GIVEN INSTRUCTION: Without the pictures, return all of the material exactly as written.

[Dataset items]
** Start **
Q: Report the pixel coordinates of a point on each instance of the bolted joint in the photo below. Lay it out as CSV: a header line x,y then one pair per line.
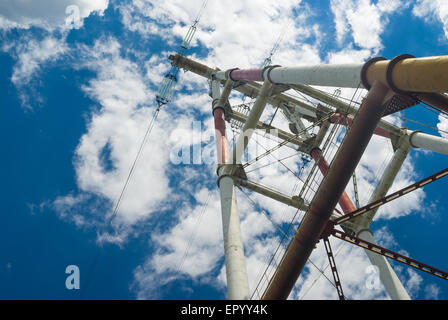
x,y
390,69
328,230
364,69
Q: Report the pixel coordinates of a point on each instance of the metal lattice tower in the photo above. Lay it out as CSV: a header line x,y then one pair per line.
x,y
392,86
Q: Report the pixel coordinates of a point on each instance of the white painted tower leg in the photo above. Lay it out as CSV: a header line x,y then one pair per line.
x,y
388,277
236,272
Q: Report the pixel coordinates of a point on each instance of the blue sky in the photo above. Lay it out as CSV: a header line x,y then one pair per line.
x,y
74,107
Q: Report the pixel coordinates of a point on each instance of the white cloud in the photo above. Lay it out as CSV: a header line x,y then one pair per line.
x,y
124,93
364,20
44,13
120,90
431,10
443,126
32,54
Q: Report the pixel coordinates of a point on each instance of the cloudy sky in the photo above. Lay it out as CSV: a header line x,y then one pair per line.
x,y
78,86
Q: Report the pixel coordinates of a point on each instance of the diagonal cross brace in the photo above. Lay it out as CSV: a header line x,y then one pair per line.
x,y
334,271
389,254
391,197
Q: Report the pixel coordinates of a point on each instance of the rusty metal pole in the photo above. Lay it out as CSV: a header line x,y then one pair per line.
x,y
328,194
344,201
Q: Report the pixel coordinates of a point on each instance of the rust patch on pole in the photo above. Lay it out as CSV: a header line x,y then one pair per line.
x,y
328,194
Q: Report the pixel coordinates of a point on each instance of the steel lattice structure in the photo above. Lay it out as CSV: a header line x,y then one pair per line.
x,y
392,85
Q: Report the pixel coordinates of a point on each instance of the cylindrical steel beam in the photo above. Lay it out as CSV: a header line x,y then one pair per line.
x,y
404,74
328,194
428,74
294,202
219,119
419,139
341,105
236,273
347,121
344,201
251,123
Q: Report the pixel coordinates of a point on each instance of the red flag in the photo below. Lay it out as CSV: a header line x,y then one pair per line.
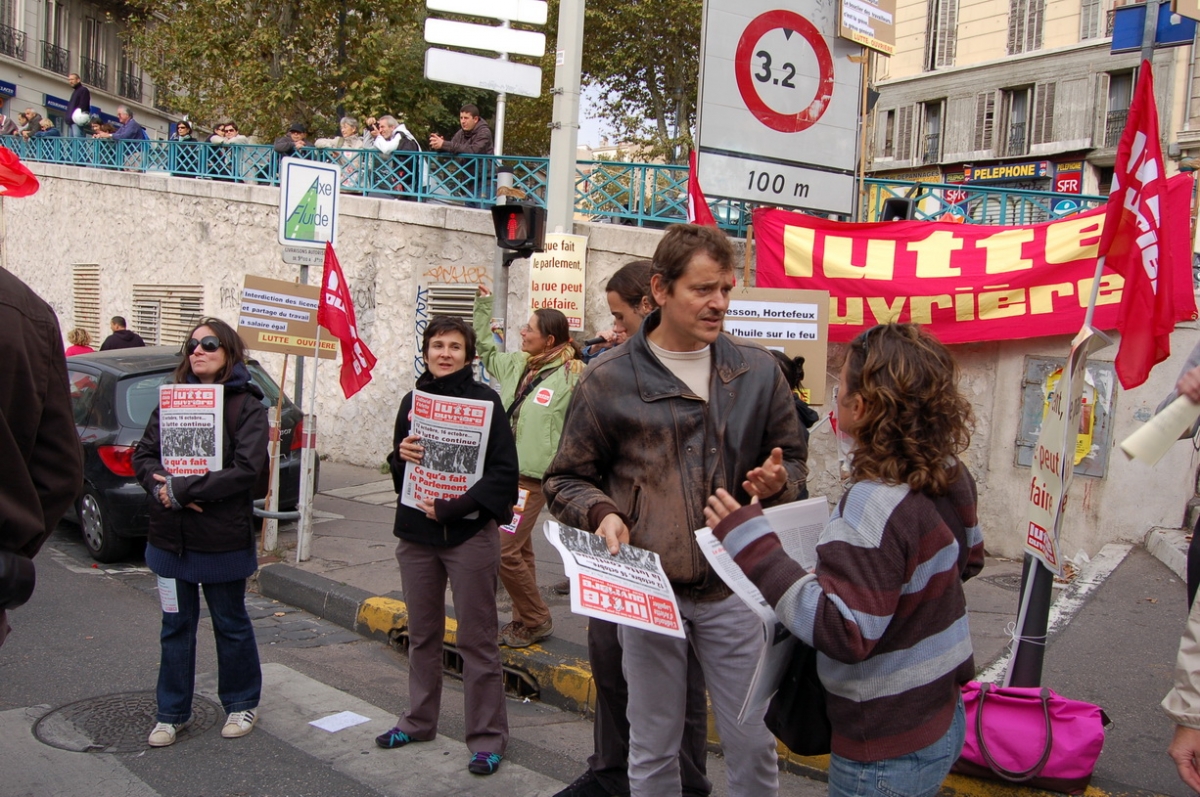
x,y
336,313
1134,243
16,179
697,207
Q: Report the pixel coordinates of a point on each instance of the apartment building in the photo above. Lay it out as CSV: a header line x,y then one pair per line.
x,y
1019,94
42,41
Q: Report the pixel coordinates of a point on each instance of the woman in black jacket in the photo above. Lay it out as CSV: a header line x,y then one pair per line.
x,y
459,539
202,533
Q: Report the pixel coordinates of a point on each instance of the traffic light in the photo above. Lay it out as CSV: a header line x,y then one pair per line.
x,y
520,227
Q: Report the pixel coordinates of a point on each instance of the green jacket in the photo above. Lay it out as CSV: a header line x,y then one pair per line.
x,y
540,420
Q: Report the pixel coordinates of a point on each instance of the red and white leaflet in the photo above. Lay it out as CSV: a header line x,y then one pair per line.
x,y
191,427
454,433
629,588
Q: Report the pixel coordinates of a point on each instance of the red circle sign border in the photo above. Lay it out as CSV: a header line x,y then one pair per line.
x,y
742,71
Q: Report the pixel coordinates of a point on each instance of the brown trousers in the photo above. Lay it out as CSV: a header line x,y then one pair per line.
x,y
471,569
519,570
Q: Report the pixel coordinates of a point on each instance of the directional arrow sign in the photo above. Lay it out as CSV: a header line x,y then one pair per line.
x,y
490,37
479,72
532,12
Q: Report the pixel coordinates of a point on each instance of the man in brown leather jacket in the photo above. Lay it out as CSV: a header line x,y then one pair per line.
x,y
653,430
39,445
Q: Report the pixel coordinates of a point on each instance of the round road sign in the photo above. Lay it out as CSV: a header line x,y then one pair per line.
x,y
743,70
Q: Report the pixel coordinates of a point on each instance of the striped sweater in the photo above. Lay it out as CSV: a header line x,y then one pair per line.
x,y
885,607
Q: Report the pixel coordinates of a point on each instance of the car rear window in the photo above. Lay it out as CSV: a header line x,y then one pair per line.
x,y
137,397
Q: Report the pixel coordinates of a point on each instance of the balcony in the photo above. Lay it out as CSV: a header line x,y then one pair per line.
x,y
933,148
55,59
94,73
129,87
1114,126
12,42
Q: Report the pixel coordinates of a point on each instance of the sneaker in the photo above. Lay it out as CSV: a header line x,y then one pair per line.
x,y
525,636
586,785
239,724
394,738
484,763
163,735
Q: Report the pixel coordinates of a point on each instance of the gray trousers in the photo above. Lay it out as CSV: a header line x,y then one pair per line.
x,y
472,569
727,639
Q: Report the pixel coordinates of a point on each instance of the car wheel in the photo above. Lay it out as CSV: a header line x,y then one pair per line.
x,y
97,534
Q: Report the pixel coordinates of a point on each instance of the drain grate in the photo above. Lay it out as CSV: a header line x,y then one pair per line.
x,y
115,723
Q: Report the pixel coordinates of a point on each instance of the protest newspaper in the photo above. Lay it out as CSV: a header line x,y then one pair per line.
x,y
629,588
798,526
454,433
191,427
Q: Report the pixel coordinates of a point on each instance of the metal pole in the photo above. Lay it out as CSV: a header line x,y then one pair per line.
x,y
565,126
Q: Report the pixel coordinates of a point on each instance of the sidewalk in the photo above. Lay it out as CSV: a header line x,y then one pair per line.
x,y
353,580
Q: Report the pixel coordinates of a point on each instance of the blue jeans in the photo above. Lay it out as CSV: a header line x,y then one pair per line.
x,y
917,774
239,675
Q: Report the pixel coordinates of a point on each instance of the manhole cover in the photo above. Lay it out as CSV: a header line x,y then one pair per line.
x,y
1007,581
115,723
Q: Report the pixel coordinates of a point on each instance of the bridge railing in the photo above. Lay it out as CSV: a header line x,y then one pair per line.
x,y
642,195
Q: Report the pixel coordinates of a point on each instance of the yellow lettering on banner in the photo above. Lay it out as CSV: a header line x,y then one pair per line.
x,y
1042,297
799,245
923,306
839,261
934,256
1111,286
853,311
886,312
1001,304
1005,251
1065,239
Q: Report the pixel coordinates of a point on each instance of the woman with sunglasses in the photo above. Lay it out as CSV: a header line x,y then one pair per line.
x,y
535,388
202,533
885,607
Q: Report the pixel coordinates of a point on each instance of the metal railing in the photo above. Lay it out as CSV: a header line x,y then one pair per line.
x,y
12,42
1114,125
129,87
55,59
94,73
642,195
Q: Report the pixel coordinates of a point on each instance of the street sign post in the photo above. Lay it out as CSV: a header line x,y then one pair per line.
x,y
779,105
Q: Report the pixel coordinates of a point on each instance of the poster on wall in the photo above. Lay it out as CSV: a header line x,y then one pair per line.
x,y
557,276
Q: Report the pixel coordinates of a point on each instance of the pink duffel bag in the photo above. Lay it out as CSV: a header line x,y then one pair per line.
x,y
1030,735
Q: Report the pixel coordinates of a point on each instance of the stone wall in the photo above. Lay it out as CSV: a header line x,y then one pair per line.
x,y
174,231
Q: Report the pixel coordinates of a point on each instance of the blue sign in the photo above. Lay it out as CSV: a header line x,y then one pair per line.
x,y
1128,23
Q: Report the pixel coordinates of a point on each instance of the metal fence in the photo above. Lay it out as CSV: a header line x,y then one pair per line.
x,y
642,195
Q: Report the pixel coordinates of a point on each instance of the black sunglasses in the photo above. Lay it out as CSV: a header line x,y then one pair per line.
x,y
209,343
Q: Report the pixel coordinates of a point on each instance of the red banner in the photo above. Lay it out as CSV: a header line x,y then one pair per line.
x,y
964,282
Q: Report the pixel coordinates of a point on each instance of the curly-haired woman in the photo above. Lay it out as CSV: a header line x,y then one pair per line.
x,y
885,607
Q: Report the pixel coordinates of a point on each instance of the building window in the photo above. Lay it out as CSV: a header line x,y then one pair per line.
x,y
1015,121
942,25
1025,22
1120,96
933,149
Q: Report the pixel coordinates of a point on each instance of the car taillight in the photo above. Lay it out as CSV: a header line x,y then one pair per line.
** End **
FINISHED TASK:
Q: Report the pixel coordinates of a point on each instance of the bolted joint in the photo below. Lay it out as CSV: a header line x,y then one pair per line.
x,y
390,69
328,230
364,69
Q: Report the pixel coordinates of a point on each instance of the metal lattice tower in the photo above. Lay it out as CSV: a header line x,y then one pair per line.
x,y
392,86
Q: Report the pixel coordinates of a point on each instance of the white painted tower leg in the photo above. Lay it out as CSV: a header line x,y then one pair per line.
x,y
388,277
236,272
Q: Report the pixel coordinates of a point on each instance of the blue sky in the photo above. Lay it out as CSV: a header line x,y then one pair per line.
x,y
74,107
Q: Report the pixel coordinates of a point on each instance of the white cloud in the photo above. Lay it out as CSV: a header line x,y then one pair per line.
x,y
124,93
364,20
44,13
120,90
431,10
443,126
32,54
Q: Report the pixel coordinates of a point on each instance of the cloudy sky in the photo above. Lay it out as CSV: a header line x,y then one pair per line.
x,y
78,86
Q: Report the pixel coordinates of a point on each instance of the diagonal cross brace in the photo above. Lay it out as CSV: a header line x,y then one pair per line.
x,y
334,271
389,254
391,197
Q: Report the pixel coordinates of a point on each instance of the rusty metal pole in the photo above. Lay it out as CSV: a header line x,y then one pair per line.
x,y
328,194
344,201
Q: Report the pixel coordinates of a point on each instance of the rust patch on pole in the photo above. Lay it out as CSV: a header line x,y then one pair per line.
x,y
328,194
Q: Report the pixel coordinates of a point on each instance of the steel lattice structure in the photo above. Lay it out as CSV: a header line x,y then one pair per line.
x,y
392,85
Q: Report the pixel coordinates of a point on each instance of the cylindrical steel beam in the photo above. Lay it out as CSV: a header line x,y then one pair per line.
x,y
404,74
328,194
428,74
294,202
219,119
419,139
341,105
236,273
347,121
344,201
251,123
Q: Report the pixel coordinates of a point on each instance of the red flag in the photo below. Lay it out as CSV: a header line x,y then one pair per line.
x,y
336,313
1134,243
16,179
697,207
Q: Report the pixel coordinates of a point on each instance of the apartment building in the photo above. Lay it out as CSV: a header line x,y then one pair per line.
x,y
1019,94
42,41
Q: Report the pixel coordinates of a point on each instance of the woman in black jacket in the photo above. Lay it out as CSV: a header line x,y then one pair per line.
x,y
459,539
202,533
Q: Report the pixel coordinates of a point on each instance of the traffic light in the photo above. Lay it out as CSV: a header line x,y then one pair per line.
x,y
520,227
Q: Report the pixel coordinates of a point on each instance of the green jacket in the photo above. Lay it out as CSV: a header line x,y then one pair per line.
x,y
540,420
Q: Report the pixel coordinates of a point on each instance of the red and white leaflet in the photo above. Lay it out as CSV: a header line x,y then one pair per line.
x,y
191,427
454,433
629,588
Q: Report the pixel coordinates of a point on each instance of the red circle sign border in the photo above. Lay it out as CSV: a header line x,y then one pair per line.
x,y
742,71
Q: Report the pixel coordinates of a point on each instance of the brown trousers in the photo above. Lay it out as CSV: a header line x,y then one pair per line.
x,y
471,569
519,570
Q: Report the pixel coordinates of a point on each instance of the directional arrow sign in the photo above. Lay it out as CSV: a header line x,y then one pair per line.
x,y
490,37
479,72
532,12
Q: Report the pixel coordinates of a point on each instance of the man in brown leather jacket in the photo above. Lay it out as CSV: a header line x,y then one pair per line.
x,y
653,430
39,445
Q: Report the pixel coordinates of a point on each instance of the round road sign in the photo above. Lay it out as CSV: a header line x,y then one pair per line.
x,y
743,70
Q: Report the pixel coordinates of a point on each instance of the striped sweater in the photo above. Lay it out as CSV: a header line x,y then one pair per line.
x,y
885,607
Q: Report the pixel coordinates of a point on each instance of the car rear window in the photo above. Lay it out as CSV: a header line x,y then one pair per line.
x,y
137,397
Q: Report the pixel coordinates of a point on each instance of the balcony in the photo above. Lay it out as CSV: a header line x,y then one pair per line.
x,y
933,148
55,59
94,73
129,87
1114,126
12,42
Q: Report the pixel coordinates of a point on each instance of the sneaker in the photo above. Lay it out as CSV: a header line x,y then one pair per line.
x,y
525,636
586,785
239,724
394,738
484,763
163,735
Q: Report the pixel coordinates of a point on each instance of the gray trousers in the photo above. Lay it out as CSV: a header line x,y then one pair per line.
x,y
472,569
727,639
Q: Report the pixel coordinates of a point on each instance of the car wheel in the photo above. Lay it out as CSV: a header line x,y then one pair per line.
x,y
97,534
Q: Report the pixel coordinates of a point on each instance of the drain grate in the photo above. Lay it out as CSV: a header line x,y then one pair per line.
x,y
115,723
Q: Report the pixel coordinates of a point on each instance of the protest newspaper in the photo above. Lay it out as CSV: a header line x,y then one pair per line.
x,y
629,588
798,526
454,433
191,427
Q: Report the pixel coordinates of a point on each instance of the metal pole in the photo above. Lay it out as CSV: a header line x,y then one pair per line.
x,y
565,126
Q: Report the pixel coordinates of a point on each instance of the sidewalk in the photo above. Lay it out as CSV: a header line x,y then one pair per line.
x,y
353,580
Q: Report the pixel coordinates of a point on each instance of the blue jeans in the photo above. Lay it out as CSV: a header line x,y then one pair per line.
x,y
917,774
239,675
Q: Report the pixel coordinates of a point on each instance of the manhole cover in the photo above. Lay it out as CSV: a header line x,y then one pair per line.
x,y
1007,581
115,723
Q: Report the pixel coordinates of a point on each instance of the bridge railing in the photo above. Lay it out as CSV: a header line x,y then one pair per line.
x,y
642,195
Q: Report the pixel coordinates of a point on each instance of the yellow lettering on banner in the photo above. Lay it out as CSV: a header line x,y then one pair per line.
x,y
1042,297
799,245
923,306
839,261
934,256
1111,286
853,311
886,312
1001,304
1005,251
1065,239
Q: Report the pixel coordinates of a point on each instance of the woman with sunglasses in the photo above. Lay it out as CSV: a header line x,y then one pair per line.
x,y
535,388
202,533
885,607
Q: Report the pixel coordinates of a point on each instance of the metal railing in the photo above. Lay it out as CSV: a header line x,y then one pair per line.
x,y
12,42
1114,125
129,87
55,59
94,73
642,195
Q: Report the pixel coordinates of a point on each instance of the street sign post in the photo above. Lay it out as CSV: a header line x,y then one pair per line.
x,y
779,105
Q: Report the pixel coordinates of a point on each instance of the poster on wall in the photo above. Lay it out as CSV: a header line x,y then one pair per line.
x,y
557,276
Q: Report the pixel coordinates of a point on each instance of the pink duffel bag in the photo above. Lay it out as CSV: a header line x,y then one pair per line.
x,y
1030,735
Q: Report the pixel coordinates of a point on each instance of the stone wall in the photo above. Lay it out as CSV: a header line x,y then one pair per line.
x,y
174,231
Q: Report the pixel coordinates of a point on each instance of the blue sign in the photo above. Lay it out as CSV: a header line x,y then one pair per line.
x,y
1128,23
Q: Report the pixel coordinates of a point on each instance of the metal fence in the photo above. Lay it out as CSV: a header line x,y then one pair per line.
x,y
642,195
Q: Report the pixel coordinates of a point on each instance of the black sunglasses in the photo above. Lay it out as CSV: a header line x,y then one pair per line.
x,y
209,343
Q: Report the pixel coordinates of a point on each instance of the red banner in the photo above. Lay it out as CSV: a header line x,y then one pair per line.
x,y
964,282
Q: Report the pixel coordinates of a point on each instance of the curly-haired woman in the photo above. Lay it out as CSV: a header line x,y then one pair per line.
x,y
885,607
Q: Report the pixel coordinates of a point on each instance of the building window in the photo above. Lay it out as CSV: a header line x,y then one pair per line.
x,y
1015,121
942,25
1025,22
1120,96
933,149
Q: Report the pixel coordinates of a point on each instance of the car taillight in the photo above. Lay it out as CSV: a header line x,y then one pair per line.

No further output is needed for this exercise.